PROBLEM: Reproduce word for word the stretch of the abstract on the dopamine D3 receptor gene from "Converging Evidence Implicates" through "B Neuropsychiatr Genet.".

(DOCUMENT EXTRACT begins)

Converging Evidence Implicates the Dopamine D3 Receptor Gene in Vulnerability to Schizophrenia

Fuquan Zhang et al. Am J Med Genet B Neuropsychiatr Genet.


The dopamine D3 receptor has been implicated in the pathophysiology of schizophrenia (SZ). A glycine-to-serine polymorphism at codon 9 of the dopamine D3 receptor gene (DRD3), rs6280, has been widely studied for its association with SZ, but with conflicting results. Altered levels of DRD3 mRNA have also been reported in SZ compared with normal controls. Moreover, it has been suggested that DRD3 is subject to recent positive selection in European populations. To explore the potential role of DRD3 in SZ from these various aspects, we conducted a threefold study. First, we tested the genetic association of rs6280 with SZ in 685 SZ patients and 768 normal controls. Second, we examined DRD3 mRNA levels in peripheral leukocytes in a subset of 37 patients and 37 controls. Finally, we investigated the possible recent positive selection on DRD3 in an East Asian population. Consequently, we observed that the genotypic distribution of rs6280 was nominally associated with SZ (P = 0.045), with the ancestral CC genotype being significantly over-represented in SZ patients. DRD3 mRNA levels were significantly lower in patients than in controls (P = 5.91E-5). The derived C-allele of rs6280 might have been subject to recent positive selection (P < 0.001) in the East Asian population. Taken together, our results suggest that DRD3, a gene possibly under natural selection, might be involved in vulnerability to SZ in the Han Chinese population. These findings may further add to the body of data implicating DRD3 as a schizophrenia risk gene.

(DOCUMENT EXTRACT ends)
(DATA EXTRACTS begins)

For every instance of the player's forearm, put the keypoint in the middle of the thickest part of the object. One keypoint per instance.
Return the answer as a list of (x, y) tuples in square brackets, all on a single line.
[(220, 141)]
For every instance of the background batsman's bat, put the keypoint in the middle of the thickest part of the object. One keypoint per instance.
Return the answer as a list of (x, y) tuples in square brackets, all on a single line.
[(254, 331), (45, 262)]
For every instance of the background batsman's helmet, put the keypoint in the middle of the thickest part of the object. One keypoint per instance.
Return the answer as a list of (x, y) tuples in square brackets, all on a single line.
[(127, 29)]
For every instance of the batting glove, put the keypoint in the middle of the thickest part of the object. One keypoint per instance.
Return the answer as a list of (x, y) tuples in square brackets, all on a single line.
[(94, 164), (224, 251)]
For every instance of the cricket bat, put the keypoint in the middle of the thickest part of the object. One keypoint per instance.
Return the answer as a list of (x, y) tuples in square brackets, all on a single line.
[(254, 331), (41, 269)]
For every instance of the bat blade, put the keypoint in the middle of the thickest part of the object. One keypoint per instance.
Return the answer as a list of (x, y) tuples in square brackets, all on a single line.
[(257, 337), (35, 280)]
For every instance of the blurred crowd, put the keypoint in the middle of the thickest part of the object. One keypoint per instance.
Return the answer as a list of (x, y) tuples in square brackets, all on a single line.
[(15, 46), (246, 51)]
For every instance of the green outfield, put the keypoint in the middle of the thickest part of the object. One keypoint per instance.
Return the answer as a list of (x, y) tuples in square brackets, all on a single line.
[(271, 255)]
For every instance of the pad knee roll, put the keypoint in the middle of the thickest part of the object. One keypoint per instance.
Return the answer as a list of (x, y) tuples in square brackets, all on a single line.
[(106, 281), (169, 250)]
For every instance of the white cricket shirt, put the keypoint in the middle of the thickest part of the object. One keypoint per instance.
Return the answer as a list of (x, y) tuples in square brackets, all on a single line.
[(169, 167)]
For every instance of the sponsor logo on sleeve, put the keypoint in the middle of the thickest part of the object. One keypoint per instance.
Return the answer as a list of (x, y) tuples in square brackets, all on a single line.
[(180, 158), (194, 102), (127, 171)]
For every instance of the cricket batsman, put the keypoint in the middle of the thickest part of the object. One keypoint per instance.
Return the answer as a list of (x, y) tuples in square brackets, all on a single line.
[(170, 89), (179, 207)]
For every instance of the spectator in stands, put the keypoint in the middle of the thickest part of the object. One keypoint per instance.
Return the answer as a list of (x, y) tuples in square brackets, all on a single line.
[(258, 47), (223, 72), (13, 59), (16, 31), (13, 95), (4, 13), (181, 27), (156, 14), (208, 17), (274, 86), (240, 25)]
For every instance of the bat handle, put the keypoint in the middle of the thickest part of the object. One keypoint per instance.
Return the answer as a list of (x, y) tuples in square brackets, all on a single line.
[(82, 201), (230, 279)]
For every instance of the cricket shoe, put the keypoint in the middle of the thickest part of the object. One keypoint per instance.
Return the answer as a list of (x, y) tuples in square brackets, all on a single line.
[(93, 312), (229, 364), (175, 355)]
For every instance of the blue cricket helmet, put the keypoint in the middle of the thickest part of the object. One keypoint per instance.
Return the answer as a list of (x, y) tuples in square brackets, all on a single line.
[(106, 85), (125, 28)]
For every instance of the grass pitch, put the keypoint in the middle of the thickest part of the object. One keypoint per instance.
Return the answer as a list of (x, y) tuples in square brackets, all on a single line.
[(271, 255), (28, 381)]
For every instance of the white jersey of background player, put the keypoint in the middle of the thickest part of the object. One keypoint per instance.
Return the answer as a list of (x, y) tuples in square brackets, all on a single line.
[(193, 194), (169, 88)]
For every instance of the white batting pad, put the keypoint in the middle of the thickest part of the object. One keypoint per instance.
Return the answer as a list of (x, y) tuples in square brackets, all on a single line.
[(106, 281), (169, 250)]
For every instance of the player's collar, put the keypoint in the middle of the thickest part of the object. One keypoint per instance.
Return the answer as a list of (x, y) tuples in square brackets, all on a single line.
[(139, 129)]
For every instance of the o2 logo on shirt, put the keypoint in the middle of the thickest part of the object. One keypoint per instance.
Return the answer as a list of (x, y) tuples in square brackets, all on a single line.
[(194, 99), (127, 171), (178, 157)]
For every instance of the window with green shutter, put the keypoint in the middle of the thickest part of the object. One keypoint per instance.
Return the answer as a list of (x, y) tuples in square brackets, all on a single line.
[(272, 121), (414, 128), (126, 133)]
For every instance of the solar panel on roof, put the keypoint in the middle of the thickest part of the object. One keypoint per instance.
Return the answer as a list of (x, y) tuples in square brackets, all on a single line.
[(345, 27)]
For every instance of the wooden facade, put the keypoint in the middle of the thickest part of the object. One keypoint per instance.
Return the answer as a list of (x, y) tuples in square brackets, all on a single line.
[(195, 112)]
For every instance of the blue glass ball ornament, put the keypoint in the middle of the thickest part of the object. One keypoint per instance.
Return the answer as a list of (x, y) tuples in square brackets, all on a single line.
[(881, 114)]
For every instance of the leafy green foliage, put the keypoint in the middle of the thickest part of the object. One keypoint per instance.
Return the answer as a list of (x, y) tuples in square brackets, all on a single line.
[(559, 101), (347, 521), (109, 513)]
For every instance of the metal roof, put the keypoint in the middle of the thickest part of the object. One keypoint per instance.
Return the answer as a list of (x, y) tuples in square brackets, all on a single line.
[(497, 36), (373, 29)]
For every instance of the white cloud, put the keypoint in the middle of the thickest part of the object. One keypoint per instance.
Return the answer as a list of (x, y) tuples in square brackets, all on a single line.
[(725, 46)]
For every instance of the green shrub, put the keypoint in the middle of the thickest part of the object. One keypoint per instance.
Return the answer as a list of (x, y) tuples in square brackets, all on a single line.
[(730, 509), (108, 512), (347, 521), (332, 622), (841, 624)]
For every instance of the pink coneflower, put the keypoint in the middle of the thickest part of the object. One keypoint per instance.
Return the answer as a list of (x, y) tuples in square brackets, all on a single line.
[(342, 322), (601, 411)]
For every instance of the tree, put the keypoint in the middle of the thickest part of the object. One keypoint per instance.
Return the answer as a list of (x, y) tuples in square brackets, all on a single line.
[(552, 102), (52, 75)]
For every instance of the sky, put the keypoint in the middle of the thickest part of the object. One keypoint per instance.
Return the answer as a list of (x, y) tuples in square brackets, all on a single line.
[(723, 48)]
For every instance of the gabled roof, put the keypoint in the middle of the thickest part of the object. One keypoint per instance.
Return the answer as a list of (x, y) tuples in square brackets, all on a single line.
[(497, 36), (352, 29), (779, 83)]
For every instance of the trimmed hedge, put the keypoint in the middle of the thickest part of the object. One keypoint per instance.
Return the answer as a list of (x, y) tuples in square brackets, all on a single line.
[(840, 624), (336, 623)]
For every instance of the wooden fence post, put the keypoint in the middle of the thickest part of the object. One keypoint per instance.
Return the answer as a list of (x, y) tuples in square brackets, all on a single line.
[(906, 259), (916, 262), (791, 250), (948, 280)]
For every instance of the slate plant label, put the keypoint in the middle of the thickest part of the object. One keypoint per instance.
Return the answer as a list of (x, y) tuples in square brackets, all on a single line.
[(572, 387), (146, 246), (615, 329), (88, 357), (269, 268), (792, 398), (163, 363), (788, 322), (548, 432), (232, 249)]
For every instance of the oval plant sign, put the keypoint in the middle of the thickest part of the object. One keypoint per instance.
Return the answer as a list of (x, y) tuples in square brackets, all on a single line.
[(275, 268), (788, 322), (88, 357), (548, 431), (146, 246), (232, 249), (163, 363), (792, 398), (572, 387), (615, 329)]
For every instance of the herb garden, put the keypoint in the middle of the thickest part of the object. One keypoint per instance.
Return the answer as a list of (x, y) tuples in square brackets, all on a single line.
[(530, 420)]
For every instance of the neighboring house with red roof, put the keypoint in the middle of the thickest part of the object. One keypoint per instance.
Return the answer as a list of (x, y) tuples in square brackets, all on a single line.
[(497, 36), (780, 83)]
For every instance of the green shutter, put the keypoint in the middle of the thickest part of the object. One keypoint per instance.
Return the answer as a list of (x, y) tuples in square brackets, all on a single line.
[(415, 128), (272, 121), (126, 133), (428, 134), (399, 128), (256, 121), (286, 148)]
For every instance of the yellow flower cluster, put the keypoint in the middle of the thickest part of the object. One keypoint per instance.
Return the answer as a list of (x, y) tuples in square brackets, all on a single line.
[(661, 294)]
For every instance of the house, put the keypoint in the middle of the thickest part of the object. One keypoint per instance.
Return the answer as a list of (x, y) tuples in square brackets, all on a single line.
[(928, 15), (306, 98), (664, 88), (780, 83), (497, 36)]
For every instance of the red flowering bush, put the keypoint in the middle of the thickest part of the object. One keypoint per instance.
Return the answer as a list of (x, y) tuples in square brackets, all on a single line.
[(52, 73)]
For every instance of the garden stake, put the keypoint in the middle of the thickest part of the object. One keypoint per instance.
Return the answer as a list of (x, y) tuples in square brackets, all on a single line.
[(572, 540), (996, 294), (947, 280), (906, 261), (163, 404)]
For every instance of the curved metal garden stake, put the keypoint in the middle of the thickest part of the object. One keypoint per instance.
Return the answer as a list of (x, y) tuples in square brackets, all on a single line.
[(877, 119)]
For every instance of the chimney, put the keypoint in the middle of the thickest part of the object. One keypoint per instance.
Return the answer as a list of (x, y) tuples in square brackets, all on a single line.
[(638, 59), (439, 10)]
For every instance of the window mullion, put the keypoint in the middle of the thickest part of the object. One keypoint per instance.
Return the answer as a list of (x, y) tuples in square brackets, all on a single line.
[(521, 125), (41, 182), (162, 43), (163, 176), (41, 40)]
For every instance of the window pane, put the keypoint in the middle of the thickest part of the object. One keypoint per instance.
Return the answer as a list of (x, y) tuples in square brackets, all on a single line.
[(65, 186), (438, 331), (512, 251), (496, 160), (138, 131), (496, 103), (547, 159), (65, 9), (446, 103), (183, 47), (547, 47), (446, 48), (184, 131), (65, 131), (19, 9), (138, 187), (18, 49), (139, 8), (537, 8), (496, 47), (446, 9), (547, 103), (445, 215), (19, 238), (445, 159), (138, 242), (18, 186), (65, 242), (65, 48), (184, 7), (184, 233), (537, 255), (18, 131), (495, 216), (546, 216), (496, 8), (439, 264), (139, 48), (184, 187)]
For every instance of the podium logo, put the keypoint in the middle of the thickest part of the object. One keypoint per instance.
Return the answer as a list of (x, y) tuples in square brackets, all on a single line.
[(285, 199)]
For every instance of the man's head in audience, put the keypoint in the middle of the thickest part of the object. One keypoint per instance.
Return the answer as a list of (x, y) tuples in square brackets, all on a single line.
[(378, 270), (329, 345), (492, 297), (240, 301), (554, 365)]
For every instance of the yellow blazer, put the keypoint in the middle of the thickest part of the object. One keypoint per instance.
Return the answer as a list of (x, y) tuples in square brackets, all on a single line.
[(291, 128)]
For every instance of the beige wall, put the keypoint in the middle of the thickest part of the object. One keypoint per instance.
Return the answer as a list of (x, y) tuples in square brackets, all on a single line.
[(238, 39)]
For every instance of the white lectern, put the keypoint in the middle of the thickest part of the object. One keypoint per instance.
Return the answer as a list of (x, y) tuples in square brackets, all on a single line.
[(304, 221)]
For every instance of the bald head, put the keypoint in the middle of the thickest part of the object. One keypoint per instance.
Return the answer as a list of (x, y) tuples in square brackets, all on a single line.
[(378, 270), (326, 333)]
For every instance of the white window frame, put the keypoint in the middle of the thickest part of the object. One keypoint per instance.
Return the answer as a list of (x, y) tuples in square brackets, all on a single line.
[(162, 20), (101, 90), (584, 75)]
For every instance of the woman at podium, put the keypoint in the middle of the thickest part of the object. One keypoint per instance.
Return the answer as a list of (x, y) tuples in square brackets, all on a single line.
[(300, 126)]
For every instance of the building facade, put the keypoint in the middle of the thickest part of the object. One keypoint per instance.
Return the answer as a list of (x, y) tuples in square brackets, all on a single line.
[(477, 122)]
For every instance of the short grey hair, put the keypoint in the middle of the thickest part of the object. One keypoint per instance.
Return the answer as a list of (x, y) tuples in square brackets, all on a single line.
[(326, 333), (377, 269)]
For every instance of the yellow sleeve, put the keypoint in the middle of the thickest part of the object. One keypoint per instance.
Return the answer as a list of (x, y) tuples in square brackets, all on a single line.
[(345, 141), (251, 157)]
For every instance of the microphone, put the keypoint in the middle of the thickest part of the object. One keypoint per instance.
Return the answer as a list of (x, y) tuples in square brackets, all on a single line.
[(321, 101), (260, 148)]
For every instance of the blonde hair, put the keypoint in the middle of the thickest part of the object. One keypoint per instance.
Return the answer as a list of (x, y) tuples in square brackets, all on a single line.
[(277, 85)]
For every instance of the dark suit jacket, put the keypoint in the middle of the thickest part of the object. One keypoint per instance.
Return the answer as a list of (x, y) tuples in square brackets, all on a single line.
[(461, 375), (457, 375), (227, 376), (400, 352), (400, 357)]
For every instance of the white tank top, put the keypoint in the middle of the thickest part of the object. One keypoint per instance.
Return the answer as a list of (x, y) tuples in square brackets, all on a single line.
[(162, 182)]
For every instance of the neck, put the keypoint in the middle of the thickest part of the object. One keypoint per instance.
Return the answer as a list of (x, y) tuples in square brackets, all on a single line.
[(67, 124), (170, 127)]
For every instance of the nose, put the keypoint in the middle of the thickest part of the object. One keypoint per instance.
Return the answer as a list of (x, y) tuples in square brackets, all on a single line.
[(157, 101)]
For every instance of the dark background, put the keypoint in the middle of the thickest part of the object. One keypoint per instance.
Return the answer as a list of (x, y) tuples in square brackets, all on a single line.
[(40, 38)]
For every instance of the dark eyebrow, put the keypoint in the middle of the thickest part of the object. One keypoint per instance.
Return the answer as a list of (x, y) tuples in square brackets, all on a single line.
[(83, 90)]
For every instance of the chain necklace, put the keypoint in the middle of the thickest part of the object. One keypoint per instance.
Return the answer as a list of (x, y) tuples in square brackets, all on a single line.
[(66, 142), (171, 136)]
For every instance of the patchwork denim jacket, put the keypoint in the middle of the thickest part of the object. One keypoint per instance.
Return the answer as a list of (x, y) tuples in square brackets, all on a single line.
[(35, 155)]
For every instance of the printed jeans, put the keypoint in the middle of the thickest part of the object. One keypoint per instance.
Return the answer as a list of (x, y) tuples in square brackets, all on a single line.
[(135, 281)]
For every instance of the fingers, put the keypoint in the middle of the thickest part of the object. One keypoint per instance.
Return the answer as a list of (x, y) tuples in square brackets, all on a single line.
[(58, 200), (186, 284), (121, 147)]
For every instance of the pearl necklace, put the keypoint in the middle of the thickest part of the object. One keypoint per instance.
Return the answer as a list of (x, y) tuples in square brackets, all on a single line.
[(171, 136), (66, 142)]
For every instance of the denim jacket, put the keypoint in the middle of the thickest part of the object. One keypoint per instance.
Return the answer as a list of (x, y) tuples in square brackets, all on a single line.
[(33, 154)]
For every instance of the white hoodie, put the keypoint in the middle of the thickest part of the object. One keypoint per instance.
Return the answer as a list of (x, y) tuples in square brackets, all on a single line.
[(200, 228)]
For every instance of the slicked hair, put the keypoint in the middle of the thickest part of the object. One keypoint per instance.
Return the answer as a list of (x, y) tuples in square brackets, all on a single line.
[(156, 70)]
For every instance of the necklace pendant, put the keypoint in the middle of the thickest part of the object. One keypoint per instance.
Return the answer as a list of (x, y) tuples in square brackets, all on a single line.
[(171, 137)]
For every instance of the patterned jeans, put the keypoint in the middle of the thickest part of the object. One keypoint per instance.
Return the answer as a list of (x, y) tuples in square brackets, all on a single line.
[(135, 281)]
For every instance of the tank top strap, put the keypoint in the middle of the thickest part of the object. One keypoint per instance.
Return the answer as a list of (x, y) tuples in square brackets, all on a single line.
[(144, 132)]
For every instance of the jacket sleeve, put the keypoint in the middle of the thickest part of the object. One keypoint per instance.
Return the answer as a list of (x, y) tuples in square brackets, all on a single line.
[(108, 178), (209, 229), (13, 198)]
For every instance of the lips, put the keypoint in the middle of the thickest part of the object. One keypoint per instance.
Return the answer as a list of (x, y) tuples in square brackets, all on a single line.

(DATA EXTRACTS ends)

THE COMPLETED TASK:
Converging Evidence Implicates the Dopamine D3 Receptor Gene in Vulnerability to Schizophrenia

Fuquan Zhang et al. Am J Med Genet B Neuropsychiatr Genet.